Okuma Parçası:
Thomas Hobbes (1588-1679), modern siyaset felsefesinin temel taşlarından biri olarak kabul edilen Leviathan (1651) eserinde egemenlik, devlet otoritesi ve bireyin itaati üzerine kapsamlı bir teori geliştirmiştir. Onun siyasal düşüncesi, 17. yüzyılda yaşanan iç savaşlar ve toplumsal kaos ortamında şekillenmiş olup, temel amacı istikrarlı ve güçlü bir yönetim modelinin gerekliliğini ortaya koymaktır. Bu bağlamda Hobbes’un tiranlık anlayışı, onun egemenlik teorisi çerçevesinde incelenmelidir.
Hobbes’un Egemenlik ve Tiranlık Kavramları Hobbes, doğa durumu kavramı üzerinden insanların doğaları gereği birbirleriyle sürekli çatışma halinde olduğunu ve “insanın insanın kurdu olduğu” (homo homini lupus) bir dünyada yaşadıklarını savunur. Bu doğa durumundan çıkmanın tek yolu, bireylerin kendi doğal haklarını bir egemene devrederek toplumsal bir sözleşme oluşturmasıdır.

Sağlanan Veriler:

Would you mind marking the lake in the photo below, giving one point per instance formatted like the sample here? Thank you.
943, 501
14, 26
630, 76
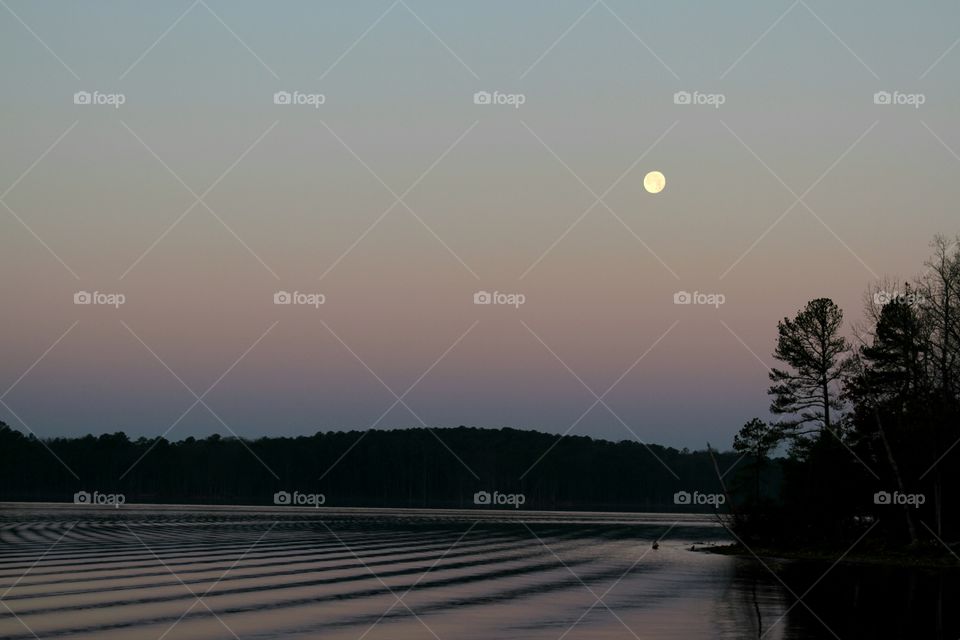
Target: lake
181, 572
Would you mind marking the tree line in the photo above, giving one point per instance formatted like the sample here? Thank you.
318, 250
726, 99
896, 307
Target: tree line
870, 424
390, 468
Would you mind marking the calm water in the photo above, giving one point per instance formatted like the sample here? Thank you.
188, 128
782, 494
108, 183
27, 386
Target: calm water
137, 572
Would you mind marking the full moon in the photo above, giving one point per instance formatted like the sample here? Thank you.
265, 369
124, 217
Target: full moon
654, 182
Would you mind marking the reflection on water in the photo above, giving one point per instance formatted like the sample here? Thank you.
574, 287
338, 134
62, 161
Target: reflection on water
182, 572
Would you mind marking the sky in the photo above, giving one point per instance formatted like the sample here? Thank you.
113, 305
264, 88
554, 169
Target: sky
391, 196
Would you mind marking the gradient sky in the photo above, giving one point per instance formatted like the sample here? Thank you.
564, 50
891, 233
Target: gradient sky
99, 211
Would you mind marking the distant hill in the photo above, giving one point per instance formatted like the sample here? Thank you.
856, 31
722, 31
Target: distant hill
442, 468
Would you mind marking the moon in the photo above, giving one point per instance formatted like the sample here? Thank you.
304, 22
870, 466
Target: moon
654, 182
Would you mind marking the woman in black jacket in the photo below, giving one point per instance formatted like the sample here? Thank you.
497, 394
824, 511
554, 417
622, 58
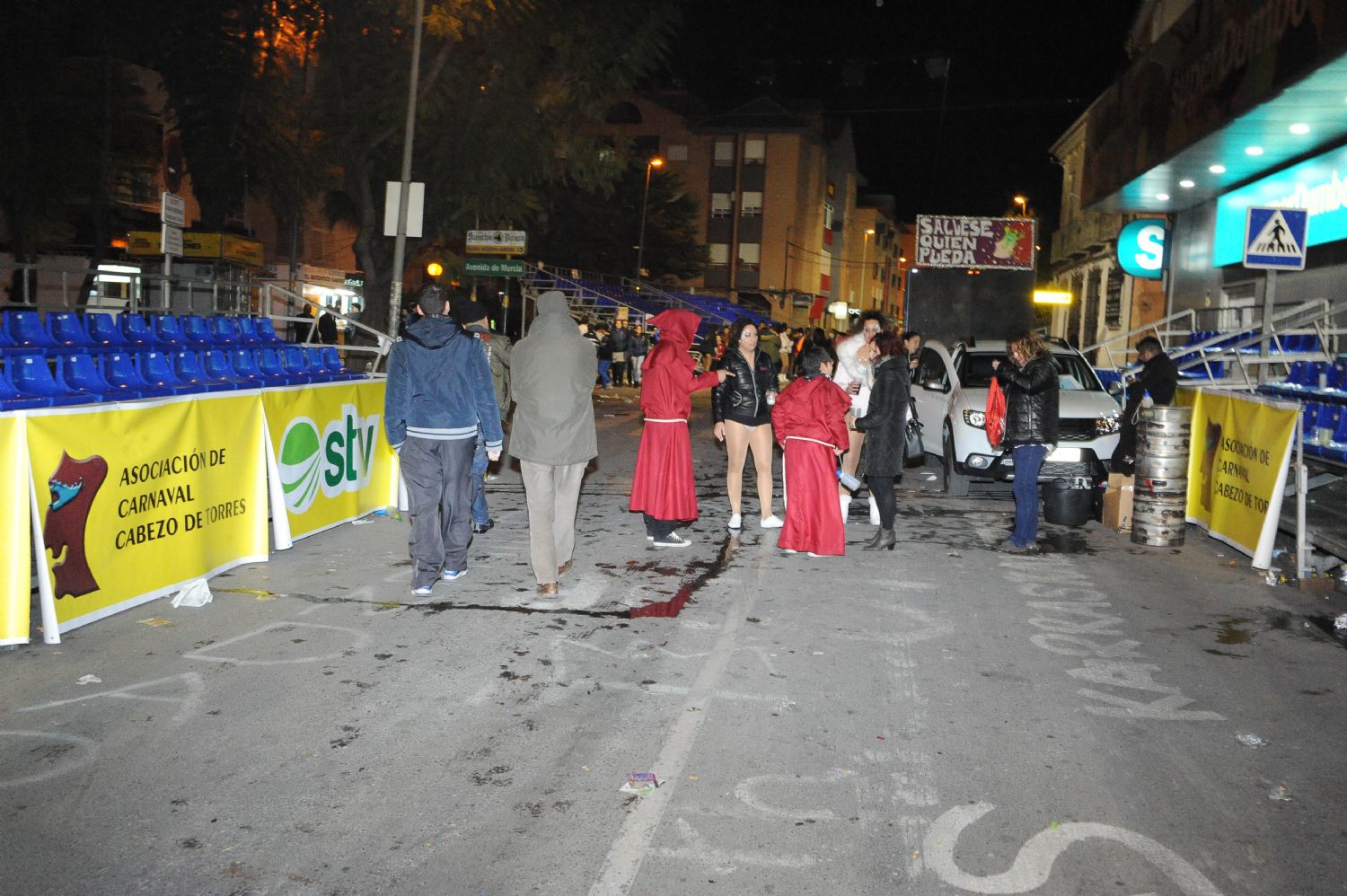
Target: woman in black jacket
1031, 387
884, 420
741, 407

Yapılacak İş: Hobbes'un egemenlik anlayışını anlatan metinden "Thomas Hobbes (1588-1679), modern" ile başlayıp "teorisi çerçevesinde incelenmelidir." ifadesine kadar devam eden kısmı hiç değiştirmeden geri verin.

Çözümünüz:
Thomas Hobbes (1588-1679), modern siyaset felsefesinin temel taşlarından biri olarak kabul edilen Leviathan (1651) eserinde egemenlik, devlet otoritesi ve bireyin itaati üzerine kapsamlı bir teori geliştirmiştir. Onun siyasal düşüncesi, 17. yüzyılda yaşanan iç savaşlar ve toplumsal kaos ortamında şekillenmiş olup, temel amacı istikrarlı ve güçlü bir yönetim modelinin gerekliliğini ortaya koymaktır. Bu bağlamda Hobbes’un tiranlık anlayışı, onun egemenlik teorisi çerçevesinde incelenmelidir.